— What the exercise asks —
In the records below, write out the stretch from the line that contains "neck in the photograph above." through the line that contains "(1156, 703)" again with every "instance" swapped for "occurrence", leaving everything else unchanged. Give only those lines.

— Material to process —
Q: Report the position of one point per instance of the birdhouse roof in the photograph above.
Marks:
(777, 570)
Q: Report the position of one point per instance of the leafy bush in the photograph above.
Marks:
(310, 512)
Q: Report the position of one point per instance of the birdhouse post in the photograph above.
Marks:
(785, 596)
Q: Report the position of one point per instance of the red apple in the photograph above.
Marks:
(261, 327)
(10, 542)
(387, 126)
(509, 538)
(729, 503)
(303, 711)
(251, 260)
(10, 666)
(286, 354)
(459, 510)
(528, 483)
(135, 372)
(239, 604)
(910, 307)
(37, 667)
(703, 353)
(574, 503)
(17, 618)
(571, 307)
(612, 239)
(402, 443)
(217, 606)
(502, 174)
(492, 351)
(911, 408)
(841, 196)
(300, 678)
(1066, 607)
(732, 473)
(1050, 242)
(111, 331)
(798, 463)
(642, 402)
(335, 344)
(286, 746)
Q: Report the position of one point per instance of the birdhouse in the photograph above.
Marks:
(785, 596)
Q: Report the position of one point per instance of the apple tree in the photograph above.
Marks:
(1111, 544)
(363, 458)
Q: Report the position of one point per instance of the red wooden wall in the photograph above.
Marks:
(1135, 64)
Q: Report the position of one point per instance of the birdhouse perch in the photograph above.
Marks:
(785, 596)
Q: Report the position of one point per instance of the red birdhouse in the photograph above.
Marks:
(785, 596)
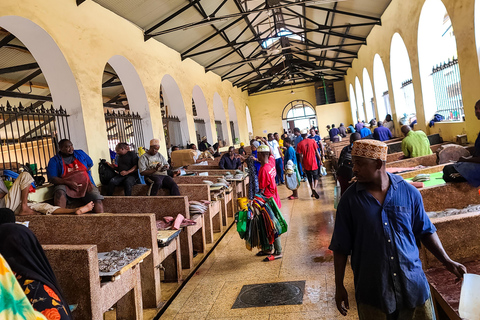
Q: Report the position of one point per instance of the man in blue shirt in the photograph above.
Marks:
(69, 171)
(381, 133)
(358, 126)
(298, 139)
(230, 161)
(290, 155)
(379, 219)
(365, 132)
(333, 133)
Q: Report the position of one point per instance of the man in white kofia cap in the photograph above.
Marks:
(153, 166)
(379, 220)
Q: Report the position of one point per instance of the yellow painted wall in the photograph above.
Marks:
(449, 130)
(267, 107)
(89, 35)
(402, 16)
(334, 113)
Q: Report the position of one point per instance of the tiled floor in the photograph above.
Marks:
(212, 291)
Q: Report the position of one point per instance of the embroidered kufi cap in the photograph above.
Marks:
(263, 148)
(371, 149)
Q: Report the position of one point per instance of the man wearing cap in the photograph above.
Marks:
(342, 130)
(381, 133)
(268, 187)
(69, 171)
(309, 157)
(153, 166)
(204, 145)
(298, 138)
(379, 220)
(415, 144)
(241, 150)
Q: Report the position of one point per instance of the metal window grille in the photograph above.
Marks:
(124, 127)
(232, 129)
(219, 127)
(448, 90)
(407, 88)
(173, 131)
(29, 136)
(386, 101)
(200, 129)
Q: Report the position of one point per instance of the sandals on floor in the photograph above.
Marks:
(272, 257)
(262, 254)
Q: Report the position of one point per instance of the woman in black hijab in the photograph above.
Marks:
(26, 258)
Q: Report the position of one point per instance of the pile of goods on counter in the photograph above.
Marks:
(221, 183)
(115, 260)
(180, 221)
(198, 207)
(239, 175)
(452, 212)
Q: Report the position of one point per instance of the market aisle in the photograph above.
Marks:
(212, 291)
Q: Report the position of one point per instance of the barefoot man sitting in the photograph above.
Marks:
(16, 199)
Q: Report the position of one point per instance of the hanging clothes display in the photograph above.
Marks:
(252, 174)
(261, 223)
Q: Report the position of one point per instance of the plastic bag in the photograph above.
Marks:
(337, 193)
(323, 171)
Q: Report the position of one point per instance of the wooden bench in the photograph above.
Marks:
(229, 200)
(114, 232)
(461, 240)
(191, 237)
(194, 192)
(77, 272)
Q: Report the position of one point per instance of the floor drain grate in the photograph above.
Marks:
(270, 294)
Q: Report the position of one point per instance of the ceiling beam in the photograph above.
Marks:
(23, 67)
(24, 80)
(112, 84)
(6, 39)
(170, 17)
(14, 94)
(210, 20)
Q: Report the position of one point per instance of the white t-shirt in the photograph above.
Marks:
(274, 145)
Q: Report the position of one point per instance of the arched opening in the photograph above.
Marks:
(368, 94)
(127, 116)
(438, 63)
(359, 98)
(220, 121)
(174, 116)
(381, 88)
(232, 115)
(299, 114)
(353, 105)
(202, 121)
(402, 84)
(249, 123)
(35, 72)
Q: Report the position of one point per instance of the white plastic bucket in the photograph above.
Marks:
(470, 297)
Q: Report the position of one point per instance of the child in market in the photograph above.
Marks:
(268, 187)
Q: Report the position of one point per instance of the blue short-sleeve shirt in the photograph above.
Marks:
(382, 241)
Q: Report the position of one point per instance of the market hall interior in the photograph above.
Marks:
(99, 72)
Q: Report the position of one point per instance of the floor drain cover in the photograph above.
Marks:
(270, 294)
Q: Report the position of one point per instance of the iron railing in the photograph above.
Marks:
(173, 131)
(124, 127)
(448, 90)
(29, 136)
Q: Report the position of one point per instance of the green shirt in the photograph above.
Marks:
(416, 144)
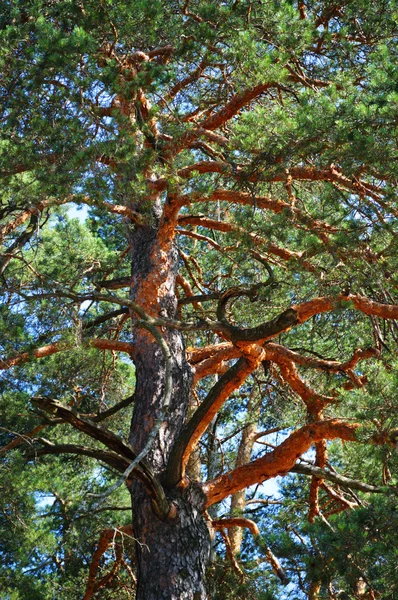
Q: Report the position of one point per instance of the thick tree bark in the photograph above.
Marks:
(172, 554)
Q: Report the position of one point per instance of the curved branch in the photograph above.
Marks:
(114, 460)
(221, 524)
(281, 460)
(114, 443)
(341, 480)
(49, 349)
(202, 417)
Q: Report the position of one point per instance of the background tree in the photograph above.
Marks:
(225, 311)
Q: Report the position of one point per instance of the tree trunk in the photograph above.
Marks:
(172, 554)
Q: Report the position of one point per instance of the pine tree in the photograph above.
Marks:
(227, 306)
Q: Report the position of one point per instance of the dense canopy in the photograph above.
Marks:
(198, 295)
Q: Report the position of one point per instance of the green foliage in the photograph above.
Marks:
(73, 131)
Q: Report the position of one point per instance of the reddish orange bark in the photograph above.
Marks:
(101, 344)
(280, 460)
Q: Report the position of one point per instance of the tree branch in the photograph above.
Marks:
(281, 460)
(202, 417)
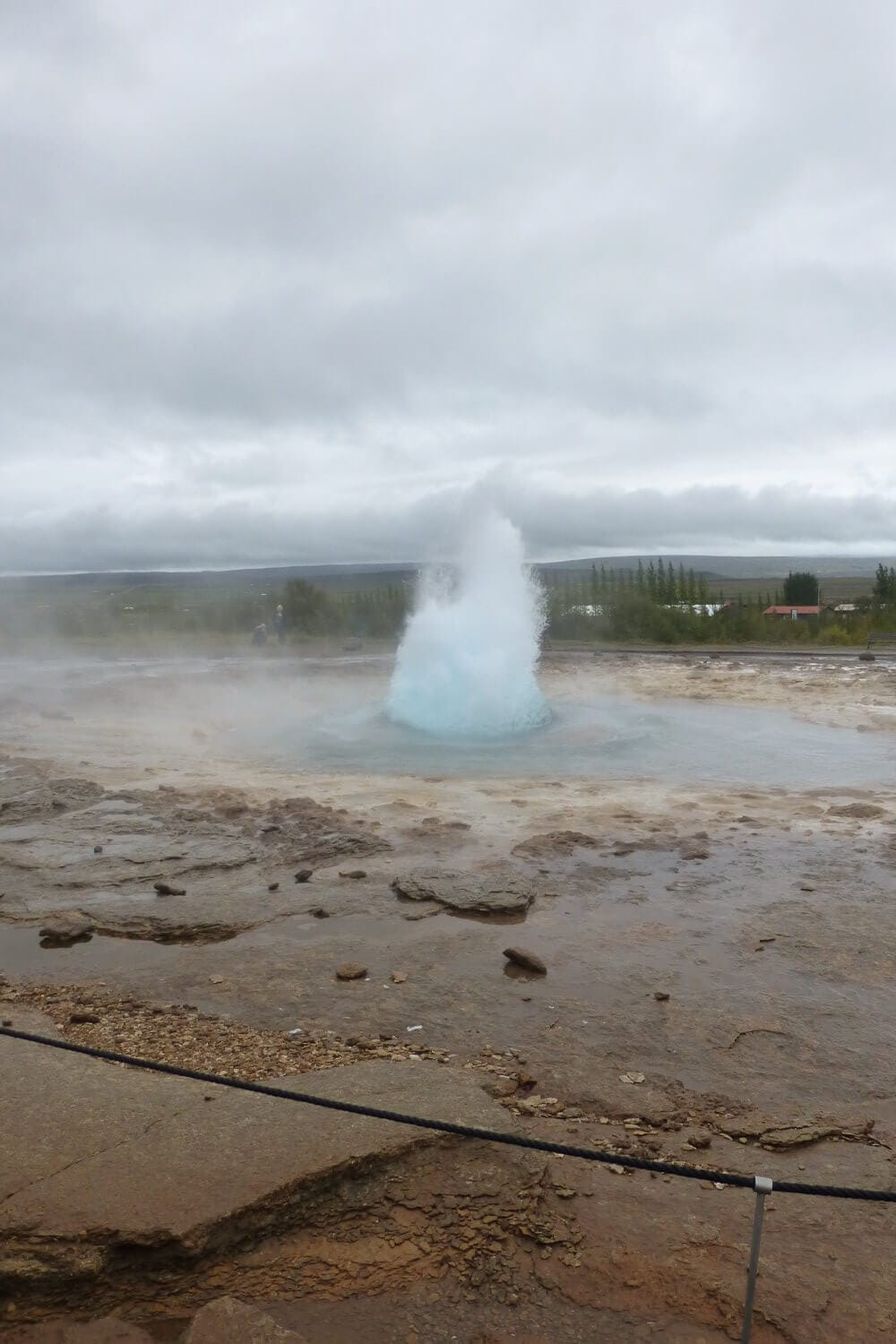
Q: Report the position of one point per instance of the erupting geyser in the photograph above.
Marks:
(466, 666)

---

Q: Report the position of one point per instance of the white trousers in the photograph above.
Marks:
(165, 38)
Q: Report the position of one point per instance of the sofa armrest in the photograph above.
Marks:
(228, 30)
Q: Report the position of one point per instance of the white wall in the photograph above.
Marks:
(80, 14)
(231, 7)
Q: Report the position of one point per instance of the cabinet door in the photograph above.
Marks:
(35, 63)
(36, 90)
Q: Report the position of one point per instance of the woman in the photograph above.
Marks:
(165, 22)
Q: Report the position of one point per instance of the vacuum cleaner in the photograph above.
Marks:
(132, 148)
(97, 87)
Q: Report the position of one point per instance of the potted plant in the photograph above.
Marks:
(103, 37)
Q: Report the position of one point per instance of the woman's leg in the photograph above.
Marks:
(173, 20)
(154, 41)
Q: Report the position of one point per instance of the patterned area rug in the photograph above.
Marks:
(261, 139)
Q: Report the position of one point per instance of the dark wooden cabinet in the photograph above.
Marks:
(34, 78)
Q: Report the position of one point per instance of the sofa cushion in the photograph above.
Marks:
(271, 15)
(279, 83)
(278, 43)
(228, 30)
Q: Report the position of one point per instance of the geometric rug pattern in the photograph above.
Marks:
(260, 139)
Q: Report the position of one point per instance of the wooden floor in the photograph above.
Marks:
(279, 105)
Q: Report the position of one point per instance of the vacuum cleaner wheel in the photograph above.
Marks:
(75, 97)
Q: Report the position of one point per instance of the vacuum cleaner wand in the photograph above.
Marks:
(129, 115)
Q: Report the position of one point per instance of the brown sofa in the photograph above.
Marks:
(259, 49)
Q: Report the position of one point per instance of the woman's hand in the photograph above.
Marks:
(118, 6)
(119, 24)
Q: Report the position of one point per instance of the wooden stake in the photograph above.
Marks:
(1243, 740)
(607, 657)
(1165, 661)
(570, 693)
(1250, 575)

==

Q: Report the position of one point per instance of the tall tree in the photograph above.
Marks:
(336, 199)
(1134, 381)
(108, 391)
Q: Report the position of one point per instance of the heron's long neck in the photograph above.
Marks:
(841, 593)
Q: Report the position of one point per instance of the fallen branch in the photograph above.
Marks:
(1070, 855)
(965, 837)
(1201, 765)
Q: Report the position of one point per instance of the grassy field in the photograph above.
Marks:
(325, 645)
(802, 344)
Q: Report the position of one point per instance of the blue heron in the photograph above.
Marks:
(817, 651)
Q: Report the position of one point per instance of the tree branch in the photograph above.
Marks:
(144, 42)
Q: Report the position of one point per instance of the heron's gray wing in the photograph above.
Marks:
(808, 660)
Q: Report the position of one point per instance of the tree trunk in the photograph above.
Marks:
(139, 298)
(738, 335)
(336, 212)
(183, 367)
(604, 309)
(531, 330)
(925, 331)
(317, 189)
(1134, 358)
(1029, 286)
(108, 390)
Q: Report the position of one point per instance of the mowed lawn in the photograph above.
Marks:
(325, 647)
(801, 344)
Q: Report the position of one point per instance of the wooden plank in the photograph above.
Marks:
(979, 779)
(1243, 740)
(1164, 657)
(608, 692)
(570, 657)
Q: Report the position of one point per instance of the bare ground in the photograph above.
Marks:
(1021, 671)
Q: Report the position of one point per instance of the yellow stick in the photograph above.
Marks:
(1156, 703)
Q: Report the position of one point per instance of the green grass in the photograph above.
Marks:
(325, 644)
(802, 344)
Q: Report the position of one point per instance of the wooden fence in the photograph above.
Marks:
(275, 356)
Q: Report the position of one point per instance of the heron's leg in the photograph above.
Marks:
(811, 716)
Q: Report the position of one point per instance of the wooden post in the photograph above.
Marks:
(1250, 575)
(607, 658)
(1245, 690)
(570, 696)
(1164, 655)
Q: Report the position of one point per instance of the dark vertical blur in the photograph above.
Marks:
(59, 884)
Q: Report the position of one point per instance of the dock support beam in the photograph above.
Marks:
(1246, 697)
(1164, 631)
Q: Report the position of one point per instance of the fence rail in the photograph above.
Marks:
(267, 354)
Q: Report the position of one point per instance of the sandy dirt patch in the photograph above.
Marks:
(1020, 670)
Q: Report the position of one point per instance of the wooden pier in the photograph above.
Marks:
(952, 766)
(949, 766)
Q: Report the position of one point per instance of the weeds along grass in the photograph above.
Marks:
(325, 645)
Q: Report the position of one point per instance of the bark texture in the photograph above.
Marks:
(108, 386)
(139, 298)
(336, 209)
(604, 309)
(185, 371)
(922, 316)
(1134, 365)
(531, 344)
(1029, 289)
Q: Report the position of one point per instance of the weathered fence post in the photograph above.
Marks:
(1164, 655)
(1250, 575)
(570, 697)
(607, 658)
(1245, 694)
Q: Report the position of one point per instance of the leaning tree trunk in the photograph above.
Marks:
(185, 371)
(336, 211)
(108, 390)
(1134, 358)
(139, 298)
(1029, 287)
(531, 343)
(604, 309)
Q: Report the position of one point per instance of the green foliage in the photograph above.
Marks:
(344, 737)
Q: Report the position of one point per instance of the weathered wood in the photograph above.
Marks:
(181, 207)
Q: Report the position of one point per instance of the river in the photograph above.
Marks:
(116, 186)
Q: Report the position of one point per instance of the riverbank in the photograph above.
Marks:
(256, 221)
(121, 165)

— Worked answer —
Q: Report the position of one point per occurrence of the heron's long neck in the photograph above.
Marks:
(841, 593)
Q: Report the position of one point per occurrence of the fallen branch in the photograph above.
Marks:
(1070, 855)
(965, 837)
(1201, 765)
Q: Report the position of one point per occurrence of the grassy field in the photograph above.
Marks:
(325, 645)
(802, 344)
Q: Report the position of one point per occurrence of the blue heron in the photograph above.
Marks:
(817, 651)
Q: Report the position of one point per occurrence of the tree branch in the photograph above.
Marks:
(144, 42)
Q: Report the position of one point per occurrence of the heron's gray wing in the photograph above.
Marks:
(808, 660)
Q: Report the position of one point per occurrence of the tree trunk in the photograph above.
Marks:
(139, 298)
(738, 335)
(336, 212)
(183, 367)
(604, 309)
(531, 330)
(925, 331)
(317, 189)
(1134, 358)
(1029, 286)
(108, 390)
Q: Report the position of one point per occurrence of the mowed lawn in the photograph above.
Marks:
(325, 647)
(801, 344)
Q: Report the position of one point per occurrence of the wooden plank in the photograph above.
Marks:
(979, 779)
(1243, 740)
(1164, 657)
(608, 692)
(570, 657)
Q: Report the position of one point per occurrence of the bare ground in the photograph above.
Marks:
(1021, 671)
Q: Report the position of one point per occurrence of the yellow stick in the photograph above.
Marks:
(1156, 703)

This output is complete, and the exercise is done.